### DOCUMENT EXCERPT
* * * * * * * * *

Today marks 9 weeks of living in Kenya. Here’s what I know for sure:
1. When you hang dry cotton T-shirts and underwear after washing them, they dry stiff, as if they have been starched. I miss fabric softener.
2. There is a lack of scientific and individualized training in Kenya, which makes the athletes’ performances even more impressive, yet speaks to the potential here.
3. The athletes don’t eat much food because they have no money to eat, which makes the athletes’ performances and ability to run so much and so hard even more impressive, yet speaks to the potential here. Please consider donating to our fundraiser so these athletes can eat: https://www.gofundme.com/f/helpkenyanrunnersrealizetheirdream
4. Eating ugali gets old after a couple of weeks.
5. Altitude training is hard, especially running uphill. I have lived at altitude before, in Albuquerque, New Mexico, but this is the highest I have ever lived at 7,900 feet. Altitude has nothing to do with why the Kenyan runners are so good at distance running. There’s plenty of altitude in America, but the best American distance runners have historically been born and raised and trained at sea level. Sometimes, the most talented American runners go to altitude to train, and then they run fast, and that proliferates the idea that altitude training is important.
6. Chapati is tasty, but it gives me gas.
7. The Kenyan runners in Iten don’t run barefoot. You can’t run barefoot or in minimalist shoes on these rocky dirt roads.
8. Traveling by matatu is not a pleasant experience. They squish people in the minivan and blast the music. Much more fun to ride on the back of a motorbike, as long as I don’t fall off.
9. The barber I went to for a haircut is the only Kenyan sprinter in Iten. He has run 10.3 seconds for 100 meters. He learns how to sprint from watching YouTube videos and lifting weights. He doesn’t have a coach…
Maybe American runners don’t need to eat as much as we think. Our science of eating is based on statistics drawn from blood samples of average people. I really wonder if we need as much protein and fat as statistics say and the wrong carbs don’t help either.

* * * * * * * * *

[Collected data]
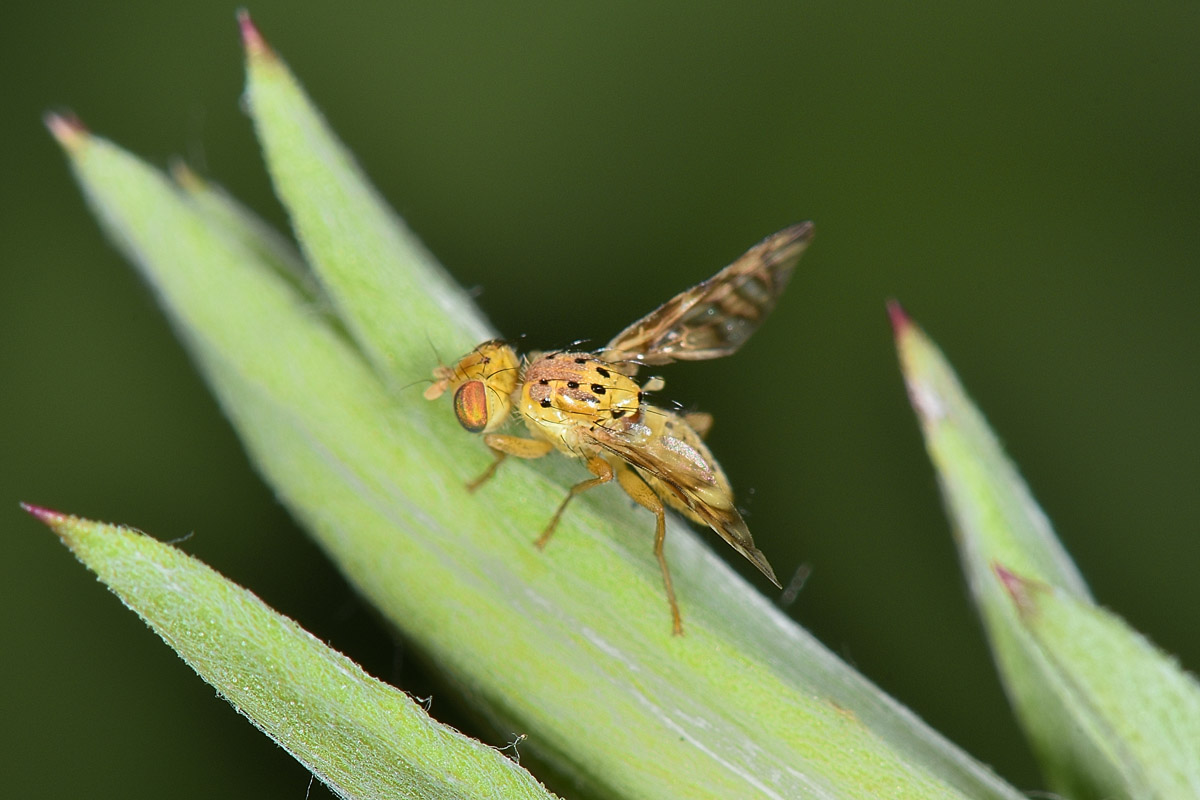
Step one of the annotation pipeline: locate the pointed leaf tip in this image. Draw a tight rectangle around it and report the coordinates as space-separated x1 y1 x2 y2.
20 503 67 527
888 300 912 338
238 8 271 58
991 564 1045 615
42 112 88 150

* * * * * * * * *

### ACTION ITEM
From the post about living in Kenya, extract everything from "7. The Kenyan" down to "don’t fall off.", copying it word for word.

### OUTPUT FOR THIS EXERCISE
7. The Kenyan runners in Iten don’t run barefoot. You can’t run barefoot or in minimalist shoes on these rocky dirt roads.
8. Traveling by matatu is not a pleasant experience. They squish people in the minivan and blast the music. Much more fun to ride on the back of a motorbike, as long as I don’t fall off.